TASK GOAL ▸ Give exactly the lines from the one with "# annotate each instance of the fuzzy" through the final line of the listing below, both included, leaving out any pictures.

INFORMATION SHOWN ▸
┄┄┄┄┄┄┄┄┄┄

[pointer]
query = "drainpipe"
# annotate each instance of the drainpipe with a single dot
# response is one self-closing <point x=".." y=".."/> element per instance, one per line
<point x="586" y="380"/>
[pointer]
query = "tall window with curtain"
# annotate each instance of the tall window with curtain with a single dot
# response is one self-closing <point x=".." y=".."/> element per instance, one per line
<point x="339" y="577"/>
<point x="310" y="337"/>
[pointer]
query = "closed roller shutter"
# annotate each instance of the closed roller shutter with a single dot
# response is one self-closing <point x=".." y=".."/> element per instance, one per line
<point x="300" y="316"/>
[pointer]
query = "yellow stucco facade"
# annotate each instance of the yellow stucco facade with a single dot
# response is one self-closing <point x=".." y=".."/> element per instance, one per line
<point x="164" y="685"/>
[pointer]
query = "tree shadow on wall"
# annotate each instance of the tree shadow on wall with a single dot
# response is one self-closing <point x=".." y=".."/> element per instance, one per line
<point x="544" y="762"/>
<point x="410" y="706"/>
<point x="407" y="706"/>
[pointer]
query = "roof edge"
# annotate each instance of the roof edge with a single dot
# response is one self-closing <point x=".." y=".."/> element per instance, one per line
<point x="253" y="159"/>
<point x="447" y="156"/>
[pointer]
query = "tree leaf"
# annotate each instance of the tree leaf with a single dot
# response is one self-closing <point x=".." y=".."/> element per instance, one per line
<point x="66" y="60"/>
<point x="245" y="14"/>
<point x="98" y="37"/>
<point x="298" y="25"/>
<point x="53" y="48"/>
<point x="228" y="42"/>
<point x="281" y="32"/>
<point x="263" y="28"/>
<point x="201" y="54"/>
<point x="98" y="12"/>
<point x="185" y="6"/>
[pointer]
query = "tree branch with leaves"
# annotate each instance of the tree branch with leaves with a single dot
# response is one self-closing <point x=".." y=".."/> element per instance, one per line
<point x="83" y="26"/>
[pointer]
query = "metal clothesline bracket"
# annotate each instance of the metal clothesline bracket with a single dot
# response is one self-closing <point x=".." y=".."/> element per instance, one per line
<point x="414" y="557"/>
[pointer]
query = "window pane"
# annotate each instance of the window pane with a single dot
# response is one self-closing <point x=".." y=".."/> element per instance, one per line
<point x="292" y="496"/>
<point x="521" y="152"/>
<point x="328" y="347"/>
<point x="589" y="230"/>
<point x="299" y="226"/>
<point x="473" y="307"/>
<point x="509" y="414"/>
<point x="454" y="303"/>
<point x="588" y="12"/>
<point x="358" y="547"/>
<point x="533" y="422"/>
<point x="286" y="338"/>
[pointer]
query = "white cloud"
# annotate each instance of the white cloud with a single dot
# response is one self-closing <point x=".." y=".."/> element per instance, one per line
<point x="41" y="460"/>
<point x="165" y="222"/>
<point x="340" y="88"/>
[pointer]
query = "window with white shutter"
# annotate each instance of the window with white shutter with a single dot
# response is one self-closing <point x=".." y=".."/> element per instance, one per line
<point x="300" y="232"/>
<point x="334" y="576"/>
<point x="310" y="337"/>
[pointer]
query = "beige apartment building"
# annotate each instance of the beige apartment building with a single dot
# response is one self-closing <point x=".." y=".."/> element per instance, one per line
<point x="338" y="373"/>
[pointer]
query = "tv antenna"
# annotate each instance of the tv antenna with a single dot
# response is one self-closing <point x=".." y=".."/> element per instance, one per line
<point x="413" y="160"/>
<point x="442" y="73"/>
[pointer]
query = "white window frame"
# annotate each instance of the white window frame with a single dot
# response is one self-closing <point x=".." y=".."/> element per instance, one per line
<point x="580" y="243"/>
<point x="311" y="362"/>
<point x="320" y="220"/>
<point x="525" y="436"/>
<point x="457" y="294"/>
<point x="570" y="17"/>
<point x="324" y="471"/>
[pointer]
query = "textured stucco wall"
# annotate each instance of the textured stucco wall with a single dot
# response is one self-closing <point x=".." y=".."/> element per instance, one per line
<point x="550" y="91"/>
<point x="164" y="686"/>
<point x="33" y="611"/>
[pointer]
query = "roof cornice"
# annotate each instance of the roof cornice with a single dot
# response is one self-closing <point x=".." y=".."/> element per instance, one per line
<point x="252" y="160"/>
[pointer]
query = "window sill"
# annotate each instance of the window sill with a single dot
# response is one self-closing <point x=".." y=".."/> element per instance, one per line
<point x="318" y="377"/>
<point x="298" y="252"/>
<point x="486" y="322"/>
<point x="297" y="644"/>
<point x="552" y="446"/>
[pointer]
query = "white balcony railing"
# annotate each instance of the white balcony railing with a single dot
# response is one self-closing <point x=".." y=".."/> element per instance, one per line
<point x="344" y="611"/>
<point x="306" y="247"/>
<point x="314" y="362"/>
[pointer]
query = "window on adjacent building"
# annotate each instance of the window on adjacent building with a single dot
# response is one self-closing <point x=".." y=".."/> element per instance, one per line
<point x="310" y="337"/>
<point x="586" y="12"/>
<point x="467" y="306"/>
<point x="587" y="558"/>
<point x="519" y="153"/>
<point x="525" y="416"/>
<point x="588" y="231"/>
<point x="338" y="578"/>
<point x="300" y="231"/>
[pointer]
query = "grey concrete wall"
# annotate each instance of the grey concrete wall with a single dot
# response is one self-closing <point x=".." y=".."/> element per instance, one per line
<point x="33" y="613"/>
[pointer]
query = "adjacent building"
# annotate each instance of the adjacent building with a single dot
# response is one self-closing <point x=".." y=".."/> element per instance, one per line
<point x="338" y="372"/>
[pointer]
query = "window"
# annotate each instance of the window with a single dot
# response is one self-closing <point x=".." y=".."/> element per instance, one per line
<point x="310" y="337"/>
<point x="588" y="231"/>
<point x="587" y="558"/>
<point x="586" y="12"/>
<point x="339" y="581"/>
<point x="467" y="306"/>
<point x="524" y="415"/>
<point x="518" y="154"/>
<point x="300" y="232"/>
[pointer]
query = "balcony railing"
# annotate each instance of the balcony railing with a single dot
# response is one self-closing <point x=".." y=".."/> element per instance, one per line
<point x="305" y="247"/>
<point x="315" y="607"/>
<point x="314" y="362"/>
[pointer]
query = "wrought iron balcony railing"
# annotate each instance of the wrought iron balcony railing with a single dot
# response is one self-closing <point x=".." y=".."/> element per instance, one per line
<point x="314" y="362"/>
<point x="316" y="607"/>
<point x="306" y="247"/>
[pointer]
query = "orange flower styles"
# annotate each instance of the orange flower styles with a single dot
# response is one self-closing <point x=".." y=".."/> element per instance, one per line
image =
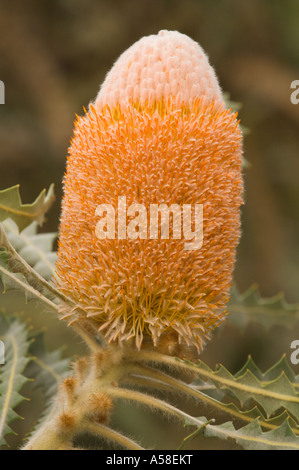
<point x="157" y="133"/>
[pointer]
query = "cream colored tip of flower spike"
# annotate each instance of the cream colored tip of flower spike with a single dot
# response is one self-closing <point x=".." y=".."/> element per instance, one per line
<point x="166" y="65"/>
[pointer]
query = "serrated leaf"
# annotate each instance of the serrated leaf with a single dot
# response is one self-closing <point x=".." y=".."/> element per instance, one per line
<point x="17" y="281"/>
<point x="271" y="395"/>
<point x="35" y="248"/>
<point x="15" y="337"/>
<point x="250" y="307"/>
<point x="251" y="437"/>
<point x="23" y="215"/>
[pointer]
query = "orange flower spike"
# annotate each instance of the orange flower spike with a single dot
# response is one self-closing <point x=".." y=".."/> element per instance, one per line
<point x="157" y="133"/>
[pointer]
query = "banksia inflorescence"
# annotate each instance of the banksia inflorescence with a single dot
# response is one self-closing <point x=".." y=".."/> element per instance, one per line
<point x="157" y="133"/>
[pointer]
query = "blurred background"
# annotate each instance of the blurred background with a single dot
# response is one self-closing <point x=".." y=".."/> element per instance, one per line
<point x="55" y="54"/>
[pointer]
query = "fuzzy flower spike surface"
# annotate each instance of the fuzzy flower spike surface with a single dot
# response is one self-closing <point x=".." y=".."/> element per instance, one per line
<point x="157" y="134"/>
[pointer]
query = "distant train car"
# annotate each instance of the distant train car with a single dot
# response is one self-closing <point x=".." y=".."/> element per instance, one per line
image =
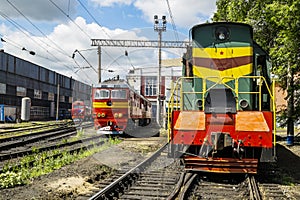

┄┄┄┄┄┄┄┄┄┄

RESPONSE AREA ▸
# annotate each instance of the fuzzy flower spike surface with a single dot
# response is one self-closing <point x=".." y=".."/> element per instance, one per line
<point x="157" y="134"/>
[pointer]
query = "distant train car"
# annotate each instance of the distant train car with a single dot
# response is one self-closing <point x=".." y=".."/> element per instance, one per line
image =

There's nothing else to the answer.